§ Things to do
a) Answer the following questions using the court order.
(i) On what date was the case argued?
(ii) What document did Lin use to enter the United States at Chicago?
(iii) How much time did the immigration judge give Lin to file a completed asylum application?
b) State whether each of the following statements agrees with the court order, and quote the words of the court order that decide each one.
(i) The case was decided in November 2011.
(ii) Lin stated that authorities in Fujian Province had persecuted her for practicing Christianity.
(iii) The court grants Lin's petition for review.
c) Reproduce the passage of the court order starting at "The Board demonstrated" and ending at "abandoned and withdrawn.".

---------- Text segment

NONPRECEDENTIAL DISPOSITION
To be cited only in accordance with
Fed. R. App. P. 32.1
United States Court of Appeals
For the Seventh Circuit
Chicago, Illinois 60604
Argued October 5, 2011
Decided October 17, 2011
Before
FRANK H. EASTERBROOK, Chief Judge
DANIEL A. MANION, Circuit Judge
ILANA DIAMOND ROVNER, Circuit Judge
No. 11‐1082
QIAO LING LIN, Petition for Review of a Decision of the
Petitioner, Board of Immigration Appeals.
v. No. A 097 324 231
ERIC H. HOLDER, JR.,
Attorney General of the United States,
Respondent.
O R D E R
Qiao Ling Lin, a citizen of China, petitions for review of a decision of the Board of
Immigration Appeals denying her motion to reopen her asylum proceedings as untimely.
Lin contends that the Board abused its discretion by ignoring and discounting evidence she
submitted of changed country conditions that would excuse the otherwise untimely filing of
her motion. Although the Board failed to address some of her evidence and discounted
evidence that arguably deserved more weight, its decision was not an abuse of discretion.
The Board demonstrated that it was aware of all of her evidence, and it reasonably
concluded that this evidence did not show changed country conditions that warrant
reopening. We deny the petition for review.
No. 11‐1082 Page 2
Lin entered the United States at Chicago in 2003 using a Japanese passport in
someone else’s name. She was detained and immediately requested asylum. She said that
authorities in her native Fujian Province had persecuted her for practicing Christianity. At a
hearing in late December 2003, the immigration judge gave Lin two weeks to file a
completed asylum application. She apparently did not do so, and the IJ informed her at a
hearing that he considered her request for asylum abandoned and withdrawn.

--------------------
---------- Entries shown

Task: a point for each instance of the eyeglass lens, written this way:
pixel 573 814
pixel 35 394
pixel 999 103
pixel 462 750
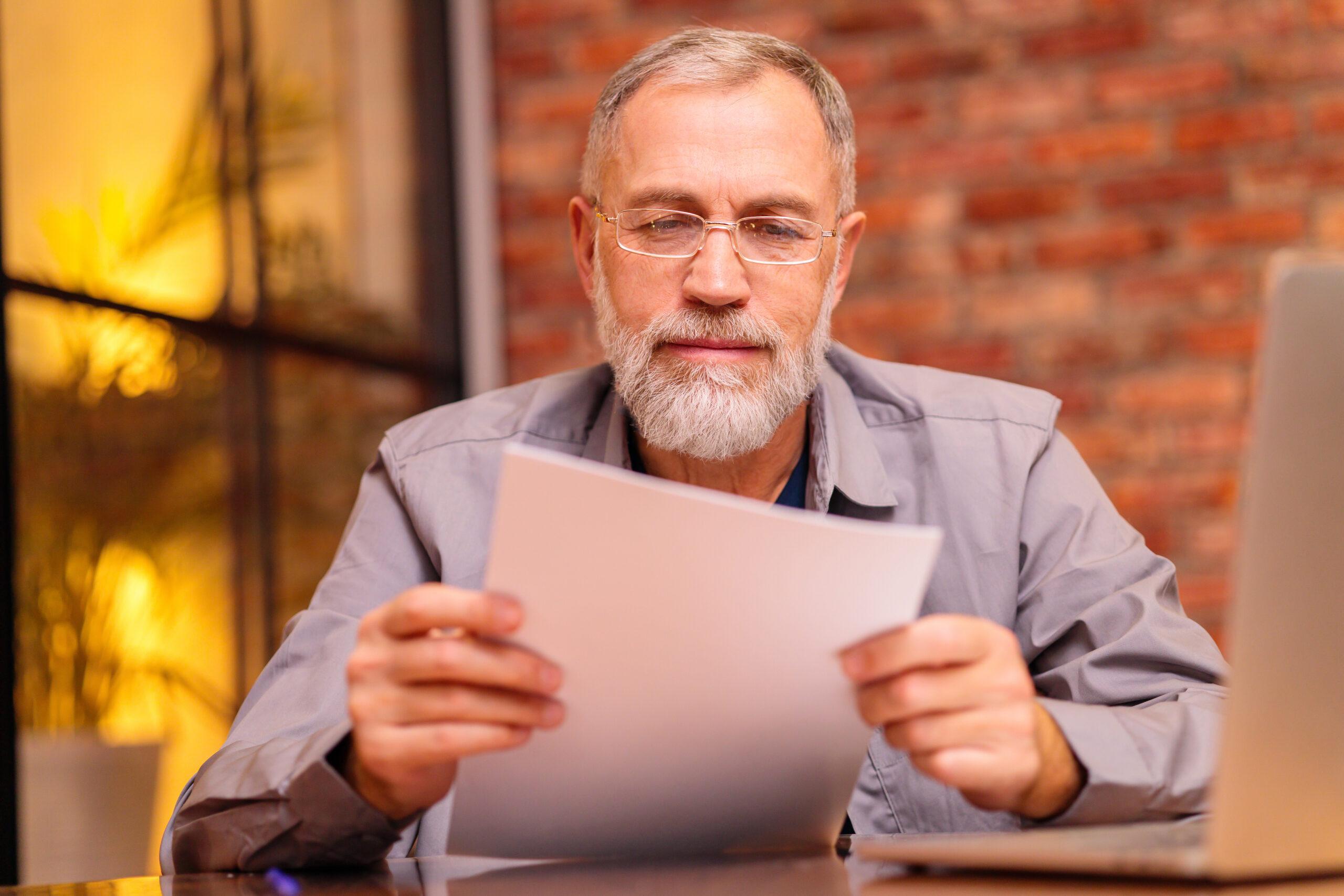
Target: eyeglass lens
pixel 674 234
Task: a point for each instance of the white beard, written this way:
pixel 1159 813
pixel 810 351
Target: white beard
pixel 710 412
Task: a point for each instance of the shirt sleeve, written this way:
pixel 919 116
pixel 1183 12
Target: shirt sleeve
pixel 1131 680
pixel 270 797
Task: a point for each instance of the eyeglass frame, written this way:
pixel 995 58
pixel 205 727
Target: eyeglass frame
pixel 731 226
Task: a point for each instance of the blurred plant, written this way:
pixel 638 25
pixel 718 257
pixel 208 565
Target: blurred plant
pixel 90 632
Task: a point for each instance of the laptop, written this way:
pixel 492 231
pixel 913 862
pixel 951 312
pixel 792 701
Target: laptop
pixel 1277 801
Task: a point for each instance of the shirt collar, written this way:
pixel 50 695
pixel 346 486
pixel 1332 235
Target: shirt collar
pixel 843 453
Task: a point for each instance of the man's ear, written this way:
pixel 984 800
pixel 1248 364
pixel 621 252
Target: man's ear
pixel 851 231
pixel 584 239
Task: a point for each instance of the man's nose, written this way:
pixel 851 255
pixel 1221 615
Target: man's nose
pixel 717 275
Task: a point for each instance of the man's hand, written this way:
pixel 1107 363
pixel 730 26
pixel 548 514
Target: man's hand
pixel 429 686
pixel 954 693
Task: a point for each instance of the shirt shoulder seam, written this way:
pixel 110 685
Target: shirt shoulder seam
pixel 948 417
pixel 490 438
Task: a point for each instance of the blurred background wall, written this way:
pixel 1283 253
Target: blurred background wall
pixel 1078 195
pixel 244 237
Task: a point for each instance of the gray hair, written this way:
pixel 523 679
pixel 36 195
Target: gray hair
pixel 721 58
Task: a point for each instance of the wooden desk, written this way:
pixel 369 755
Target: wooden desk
pixel 805 875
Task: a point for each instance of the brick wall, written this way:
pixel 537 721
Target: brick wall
pixel 1073 194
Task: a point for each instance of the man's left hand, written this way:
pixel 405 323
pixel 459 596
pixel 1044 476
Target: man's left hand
pixel 954 692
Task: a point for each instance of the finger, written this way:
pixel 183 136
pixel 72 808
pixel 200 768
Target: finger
pixel 928 691
pixel 421 704
pixel 474 661
pixel 985 727
pixel 982 775
pixel 417 746
pixel 441 606
pixel 925 644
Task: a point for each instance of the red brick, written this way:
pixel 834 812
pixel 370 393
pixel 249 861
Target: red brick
pixel 1077 397
pixel 1326 14
pixel 1214 539
pixel 1297 176
pixel 605 51
pixel 1246 226
pixel 985 253
pixel 1232 128
pixel 542 160
pixel 1098 245
pixel 995 205
pixel 539 342
pixel 523 14
pixel 1025 14
pixel 514 62
pixel 937 62
pixel 898 315
pixel 1077 354
pixel 911 213
pixel 1208 590
pixel 1330 225
pixel 1021 102
pixel 854 64
pixel 924 260
pixel 1210 438
pixel 1107 442
pixel 872 117
pixel 881 15
pixel 553 102
pixel 1179 393
pixel 971 356
pixel 956 159
pixel 1328 114
pixel 1234 340
pixel 1232 22
pixel 1088 39
pixel 1152 85
pixel 1129 140
pixel 533 244
pixel 1208 289
pixel 1162 187
pixel 1295 65
pixel 1026 307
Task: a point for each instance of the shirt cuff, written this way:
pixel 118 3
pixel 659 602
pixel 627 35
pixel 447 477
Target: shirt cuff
pixel 1119 784
pixel 337 820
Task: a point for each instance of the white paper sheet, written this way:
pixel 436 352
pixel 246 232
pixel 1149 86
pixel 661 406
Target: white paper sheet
pixel 698 633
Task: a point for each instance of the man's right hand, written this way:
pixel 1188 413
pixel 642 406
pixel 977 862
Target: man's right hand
pixel 429 684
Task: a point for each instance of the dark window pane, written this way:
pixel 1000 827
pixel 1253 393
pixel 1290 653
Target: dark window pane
pixel 337 171
pixel 328 419
pixel 111 155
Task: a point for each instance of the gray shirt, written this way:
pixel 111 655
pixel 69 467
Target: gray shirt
pixel 1031 542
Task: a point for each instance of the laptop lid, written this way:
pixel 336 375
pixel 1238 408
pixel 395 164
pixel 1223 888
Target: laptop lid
pixel 1278 800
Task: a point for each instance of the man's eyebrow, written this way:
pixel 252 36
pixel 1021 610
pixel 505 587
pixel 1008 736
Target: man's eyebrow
pixel 786 203
pixel 660 198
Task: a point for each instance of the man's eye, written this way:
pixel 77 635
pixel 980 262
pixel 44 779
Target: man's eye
pixel 777 230
pixel 667 225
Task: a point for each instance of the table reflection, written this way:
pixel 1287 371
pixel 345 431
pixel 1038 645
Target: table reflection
pixel 802 875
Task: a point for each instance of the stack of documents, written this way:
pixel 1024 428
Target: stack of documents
pixel 699 636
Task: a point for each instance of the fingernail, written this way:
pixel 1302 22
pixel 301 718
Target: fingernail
pixel 507 614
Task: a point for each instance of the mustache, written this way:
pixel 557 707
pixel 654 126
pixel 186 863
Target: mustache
pixel 729 325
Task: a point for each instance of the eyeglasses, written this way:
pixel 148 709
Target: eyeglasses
pixel 680 234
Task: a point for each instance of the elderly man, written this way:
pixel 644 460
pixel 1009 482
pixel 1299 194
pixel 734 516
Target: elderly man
pixel 1054 676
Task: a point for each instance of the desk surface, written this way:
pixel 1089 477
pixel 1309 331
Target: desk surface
pixel 807 875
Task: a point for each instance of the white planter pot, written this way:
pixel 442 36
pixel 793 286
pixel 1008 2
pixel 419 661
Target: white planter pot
pixel 85 808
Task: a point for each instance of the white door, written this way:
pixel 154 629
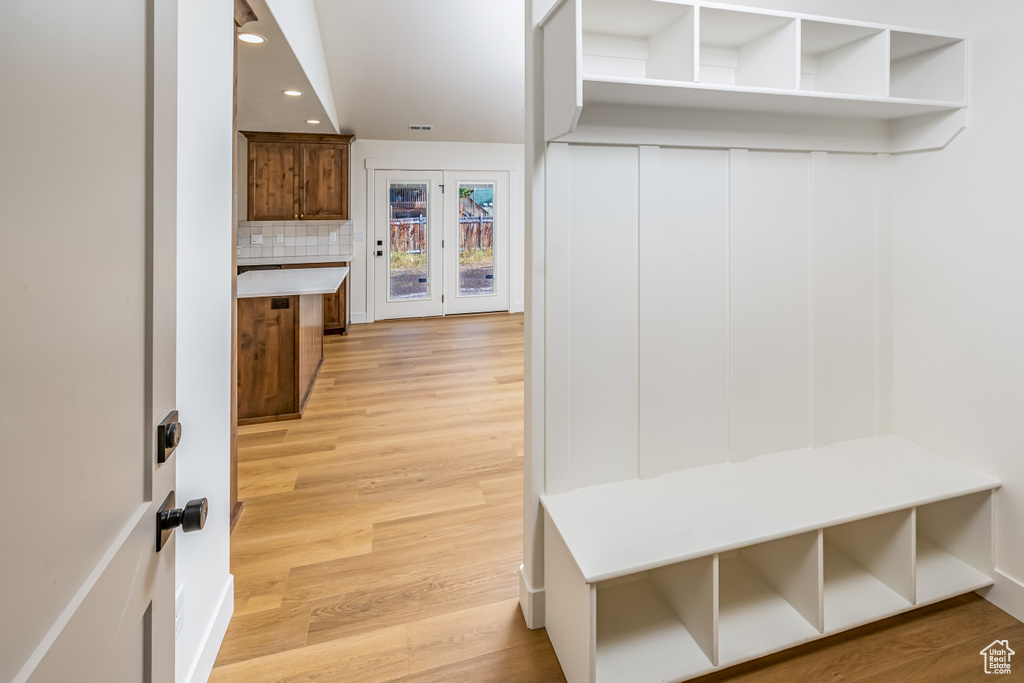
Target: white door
pixel 476 255
pixel 440 243
pixel 87 185
pixel 407 246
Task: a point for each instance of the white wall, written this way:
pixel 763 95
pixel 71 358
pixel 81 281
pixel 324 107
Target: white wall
pixel 444 156
pixel 204 333
pixel 929 306
pixel 958 268
pixel 762 318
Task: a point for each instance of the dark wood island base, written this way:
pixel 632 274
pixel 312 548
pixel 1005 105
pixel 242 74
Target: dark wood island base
pixel 281 350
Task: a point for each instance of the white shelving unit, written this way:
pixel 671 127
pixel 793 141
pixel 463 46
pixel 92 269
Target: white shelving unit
pixel 690 571
pixel 704 55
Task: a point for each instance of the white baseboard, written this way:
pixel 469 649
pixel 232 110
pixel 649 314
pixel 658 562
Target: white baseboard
pixel 1007 594
pixel 531 602
pixel 203 665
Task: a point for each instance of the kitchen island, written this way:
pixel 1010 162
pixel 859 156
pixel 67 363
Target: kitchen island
pixel 281 339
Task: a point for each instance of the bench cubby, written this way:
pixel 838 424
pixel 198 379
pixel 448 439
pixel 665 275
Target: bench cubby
pixel 674 577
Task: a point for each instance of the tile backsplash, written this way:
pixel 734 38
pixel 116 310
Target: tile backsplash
pixel 295 238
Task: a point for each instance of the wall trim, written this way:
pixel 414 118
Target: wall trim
pixel 202 666
pixel 397 164
pixel 531 602
pixel 1007 594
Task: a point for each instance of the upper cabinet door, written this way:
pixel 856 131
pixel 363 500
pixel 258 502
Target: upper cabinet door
pixel 273 180
pixel 325 181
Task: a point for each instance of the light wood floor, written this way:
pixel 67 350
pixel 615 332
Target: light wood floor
pixel 383 534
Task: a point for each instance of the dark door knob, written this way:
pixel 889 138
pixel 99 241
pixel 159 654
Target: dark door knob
pixel 189 518
pixel 172 435
pixel 168 436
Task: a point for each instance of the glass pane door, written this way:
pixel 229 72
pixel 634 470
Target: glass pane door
pixel 476 242
pixel 476 239
pixel 409 267
pixel 407 248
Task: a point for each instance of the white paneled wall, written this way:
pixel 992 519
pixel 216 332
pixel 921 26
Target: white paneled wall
pixel 684 308
pixel 712 305
pixel 592 351
pixel 845 240
pixel 769 302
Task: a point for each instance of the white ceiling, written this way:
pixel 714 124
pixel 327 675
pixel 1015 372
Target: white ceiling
pixel 457 65
pixel 264 72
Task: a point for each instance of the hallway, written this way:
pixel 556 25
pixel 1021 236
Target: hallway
pixel 382 532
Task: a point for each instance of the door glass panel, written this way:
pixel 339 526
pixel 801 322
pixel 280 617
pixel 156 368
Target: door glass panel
pixel 476 233
pixel 409 275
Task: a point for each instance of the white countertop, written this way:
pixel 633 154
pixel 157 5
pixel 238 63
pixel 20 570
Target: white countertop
pixel 295 260
pixel 290 283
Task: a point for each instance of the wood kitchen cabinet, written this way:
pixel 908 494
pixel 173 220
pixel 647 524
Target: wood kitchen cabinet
pixel 335 306
pixel 297 176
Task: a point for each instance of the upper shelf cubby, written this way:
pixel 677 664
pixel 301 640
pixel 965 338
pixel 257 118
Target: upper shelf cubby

--------------------

§ Solved tasks
a)
(i) October 5, 2011.
(ii) A Japanese passport in someone else's name.
(iii) Two weeks.

b)
(i) No: "Decided October 17, 2011"
(ii) Yes: "authorities in her native Fujian Province had persecuted her for practicing Christianity"
(iii) No: "We deny the petition for review."

c)
The Board demonstrated that it was aware of all of her evidence, and it reasonably
concluded that this evidence did not show changed country conditions that warrant
reopening. We deny the petition for review.
No. 11‐1082 Page 2
Lin entered the United States at Chicago in 2003 using a Japanese passport in
someone else’s name. She was detained and immediately requested asylum. She said that
authorities in her native Fujian Province had persecuted her for practicing Christianity. At a
hearing in late December 2003, the immigration judge gave Lin two weeks to file a
completed asylum application. She apparently did not do so, and the IJ informed her at a
hearing that he considered her request for asylum abandoned and withdrawn.